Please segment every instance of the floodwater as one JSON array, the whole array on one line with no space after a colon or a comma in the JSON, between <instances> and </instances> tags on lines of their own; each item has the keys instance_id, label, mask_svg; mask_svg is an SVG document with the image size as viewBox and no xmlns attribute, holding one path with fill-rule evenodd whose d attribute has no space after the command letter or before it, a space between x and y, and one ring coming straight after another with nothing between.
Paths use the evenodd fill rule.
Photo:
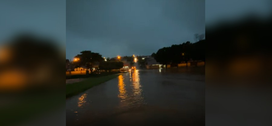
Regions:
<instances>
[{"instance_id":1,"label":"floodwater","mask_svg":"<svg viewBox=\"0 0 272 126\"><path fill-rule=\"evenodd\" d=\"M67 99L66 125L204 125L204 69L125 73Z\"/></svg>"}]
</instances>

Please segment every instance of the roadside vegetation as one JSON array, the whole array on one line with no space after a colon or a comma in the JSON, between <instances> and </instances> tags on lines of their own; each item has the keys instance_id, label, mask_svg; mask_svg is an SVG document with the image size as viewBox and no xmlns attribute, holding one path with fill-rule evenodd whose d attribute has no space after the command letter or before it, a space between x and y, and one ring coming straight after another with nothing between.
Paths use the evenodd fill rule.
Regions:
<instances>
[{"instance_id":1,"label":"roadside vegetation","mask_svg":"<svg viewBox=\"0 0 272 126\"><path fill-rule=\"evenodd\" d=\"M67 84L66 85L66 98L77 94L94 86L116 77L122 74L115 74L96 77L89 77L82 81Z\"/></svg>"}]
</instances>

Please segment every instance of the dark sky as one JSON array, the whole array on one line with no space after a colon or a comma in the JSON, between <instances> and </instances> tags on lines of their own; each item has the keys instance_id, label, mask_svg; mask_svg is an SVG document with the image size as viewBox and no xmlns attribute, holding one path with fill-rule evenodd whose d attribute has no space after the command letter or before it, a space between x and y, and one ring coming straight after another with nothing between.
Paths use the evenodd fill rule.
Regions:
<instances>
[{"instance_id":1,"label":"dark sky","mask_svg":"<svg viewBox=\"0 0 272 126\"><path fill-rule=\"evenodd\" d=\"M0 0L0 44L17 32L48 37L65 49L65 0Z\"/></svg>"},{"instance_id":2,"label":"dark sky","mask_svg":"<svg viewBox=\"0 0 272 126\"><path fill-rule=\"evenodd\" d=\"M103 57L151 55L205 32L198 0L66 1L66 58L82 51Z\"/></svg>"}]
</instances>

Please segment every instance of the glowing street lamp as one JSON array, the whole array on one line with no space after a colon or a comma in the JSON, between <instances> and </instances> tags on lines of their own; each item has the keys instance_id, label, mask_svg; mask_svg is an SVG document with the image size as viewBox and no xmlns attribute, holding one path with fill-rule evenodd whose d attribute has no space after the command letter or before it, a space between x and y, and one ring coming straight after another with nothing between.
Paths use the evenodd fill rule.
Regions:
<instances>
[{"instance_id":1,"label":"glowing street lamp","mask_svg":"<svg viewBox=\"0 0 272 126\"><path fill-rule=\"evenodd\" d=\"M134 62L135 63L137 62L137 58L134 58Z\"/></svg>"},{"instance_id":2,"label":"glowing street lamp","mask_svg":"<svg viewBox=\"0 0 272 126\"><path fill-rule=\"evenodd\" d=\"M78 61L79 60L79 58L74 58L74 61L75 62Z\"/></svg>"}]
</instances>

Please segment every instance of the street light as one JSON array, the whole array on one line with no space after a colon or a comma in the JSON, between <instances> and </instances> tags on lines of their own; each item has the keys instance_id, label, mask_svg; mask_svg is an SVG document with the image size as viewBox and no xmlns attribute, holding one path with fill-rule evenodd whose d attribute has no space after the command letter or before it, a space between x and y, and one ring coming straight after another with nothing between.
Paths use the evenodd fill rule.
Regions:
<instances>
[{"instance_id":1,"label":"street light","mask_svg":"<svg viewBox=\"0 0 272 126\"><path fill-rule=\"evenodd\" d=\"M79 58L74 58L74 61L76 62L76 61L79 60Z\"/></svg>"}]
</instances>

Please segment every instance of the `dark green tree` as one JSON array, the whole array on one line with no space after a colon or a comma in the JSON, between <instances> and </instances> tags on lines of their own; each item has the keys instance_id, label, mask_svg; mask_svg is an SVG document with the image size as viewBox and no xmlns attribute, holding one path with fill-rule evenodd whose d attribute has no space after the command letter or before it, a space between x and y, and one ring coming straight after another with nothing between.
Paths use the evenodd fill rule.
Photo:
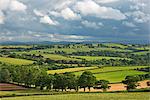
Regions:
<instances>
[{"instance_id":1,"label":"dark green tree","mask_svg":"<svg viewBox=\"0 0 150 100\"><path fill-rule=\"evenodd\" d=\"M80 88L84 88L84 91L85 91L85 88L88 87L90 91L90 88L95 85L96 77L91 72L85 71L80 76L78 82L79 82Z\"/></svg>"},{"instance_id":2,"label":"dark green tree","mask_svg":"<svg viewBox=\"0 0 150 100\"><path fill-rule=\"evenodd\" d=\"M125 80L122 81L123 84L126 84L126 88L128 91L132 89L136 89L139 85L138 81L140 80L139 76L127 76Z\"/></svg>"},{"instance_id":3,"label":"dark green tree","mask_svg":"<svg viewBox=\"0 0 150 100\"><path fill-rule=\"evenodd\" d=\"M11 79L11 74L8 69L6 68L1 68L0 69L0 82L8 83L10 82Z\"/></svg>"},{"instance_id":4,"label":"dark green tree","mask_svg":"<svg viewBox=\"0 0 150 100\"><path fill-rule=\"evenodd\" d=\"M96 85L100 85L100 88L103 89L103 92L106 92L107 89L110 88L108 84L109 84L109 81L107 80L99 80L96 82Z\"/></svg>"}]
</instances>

____________________

Aim
How many lines in the records above contain the string "vegetation", with case counting? Reply with the number alone.

Solution for this problem
2